What is being asked: Pictures aside, write every record out again word for word.

┌──

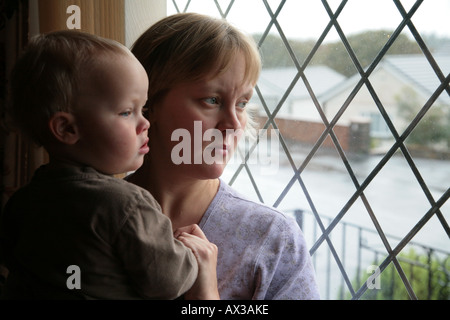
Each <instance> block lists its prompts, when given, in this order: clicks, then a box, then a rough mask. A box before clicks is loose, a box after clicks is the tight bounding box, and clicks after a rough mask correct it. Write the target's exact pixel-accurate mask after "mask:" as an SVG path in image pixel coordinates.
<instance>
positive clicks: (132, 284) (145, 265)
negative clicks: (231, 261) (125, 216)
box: [115, 191, 198, 299]
mask: <svg viewBox="0 0 450 320" xmlns="http://www.w3.org/2000/svg"><path fill="white" fill-rule="evenodd" d="M137 202H138V203H137V204H136V205H135V206H134V209H130V210H133V212H130V214H129V215H128V216H127V218H126V221H124V223H123V227H122V228H121V230H120V232H119V233H118V235H117V239H116V241H115V243H116V248H117V250H118V253H119V256H120V257H121V259H122V261H123V264H124V268H125V271H126V272H127V273H128V274H129V276H130V280H131V285H132V287H133V288H134V289H135V291H136V292H137V293H138V294H139V295H140V296H142V297H143V298H146V299H175V298H177V297H179V296H181V295H182V294H184V293H185V292H186V291H187V290H189V289H190V288H191V286H192V285H193V283H194V282H195V280H196V278H197V273H198V265H197V261H196V259H195V256H194V254H193V253H192V251H191V250H190V249H189V248H187V247H185V246H184V245H183V244H182V243H181V242H180V241H178V240H176V239H175V238H174V237H173V231H172V224H171V222H170V219H169V218H168V217H167V216H165V215H164V214H163V213H162V212H161V209H160V206H159V204H158V203H157V202H156V200H155V199H154V198H153V197H152V196H151V195H150V194H149V193H147V192H145V191H142V199H141V200H137Z"/></svg>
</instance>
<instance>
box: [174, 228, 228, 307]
mask: <svg viewBox="0 0 450 320" xmlns="http://www.w3.org/2000/svg"><path fill="white" fill-rule="evenodd" d="M174 237H175V238H176V239H178V240H180V241H181V242H182V243H183V244H184V245H185V246H186V247H188V248H190V249H191V250H192V252H193V253H194V255H195V257H196V258H197V262H198V267H199V270H198V276H197V280H196V281H195V283H194V285H193V286H192V288H191V289H190V290H189V291H188V292H186V294H185V298H186V299H187V300H218V299H220V296H219V291H218V289H217V273H216V268H217V253H218V249H217V246H216V245H215V244H214V243H211V242H209V240H208V239H207V238H206V236H205V234H204V233H203V231H202V230H201V229H200V227H199V226H198V225H196V224H193V225H190V226H186V227H182V228H179V229H177V230H175V232H174Z"/></svg>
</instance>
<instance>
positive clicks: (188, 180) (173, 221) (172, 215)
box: [130, 157, 220, 230]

└──

Completed exercise:
Each <instance> block lists its prompts, when given, in this order: clicks, then a box, then a rough mask. A box before clicks is loose, a box after clicks is the tight bounding box, and clicks after a rough mask correct it. Write the target's exact pixel-accurate mask after "mask:" as an SVG path in image pixel coordinates.
<instance>
positive clicks: (132, 284) (145, 265)
negative clicks: (231, 261) (125, 216)
box: [115, 191, 198, 299]
mask: <svg viewBox="0 0 450 320" xmlns="http://www.w3.org/2000/svg"><path fill="white" fill-rule="evenodd" d="M137 202H138V203H137V204H136V205H135V206H134V209H130V210H133V212H130V214H129V215H128V216H127V218H126V221H124V223H123V227H122V228H121V230H120V232H119V233H118V235H117V239H116V241H115V243H116V248H117V250H118V253H119V256H120V257H121V259H122V261H123V264H124V268H125V271H126V272H127V273H128V274H129V276H130V280H131V285H132V287H133V288H134V289H135V291H136V292H137V293H138V294H139V295H140V296H142V297H143V298H146V299H175V298H177V297H179V296H181V295H182V294H184V293H185V292H186V291H187V290H189V289H190V288H191V286H192V285H193V283H194V282H195V280H196V278H197V273H198V265H197V261H196V259H195V256H194V254H193V253H192V251H191V250H190V249H189V248H187V247H185V246H184V245H183V244H182V243H181V242H180V241H178V240H176V239H175V238H174V237H173V231H172V224H171V222H170V219H169V218H168V217H167V216H165V215H164V214H163V213H162V212H161V209H160V206H159V204H158V203H157V202H156V200H155V199H154V198H153V197H152V196H151V195H150V194H149V193H147V192H145V191H142V199H141V200H137Z"/></svg>
</instance>
<instance>
box: [174, 228, 228, 307]
mask: <svg viewBox="0 0 450 320" xmlns="http://www.w3.org/2000/svg"><path fill="white" fill-rule="evenodd" d="M174 237H175V238H176V239H178V240H180V241H181V242H182V243H183V244H184V245H185V246H186V247H188V248H190V249H191V250H192V252H193V253H194V255H195V257H196V258H197V262H198V267H199V270H198V276H197V280H196V281H195V283H194V285H193V286H192V288H191V289H190V290H189V291H188V292H186V294H185V298H186V299H187V300H218V299H220V296H219V291H218V289H217V273H216V268H217V253H218V249H217V246H216V245H215V244H214V243H211V242H209V240H208V239H207V238H206V236H205V234H204V233H203V231H202V230H201V229H200V227H199V226H198V225H196V224H193V225H190V226H186V227H182V228H179V229H177V230H175V232H174Z"/></svg>
</instance>
<instance>
positive clicks: (188, 180) (173, 221) (172, 215)
box: [130, 157, 220, 230]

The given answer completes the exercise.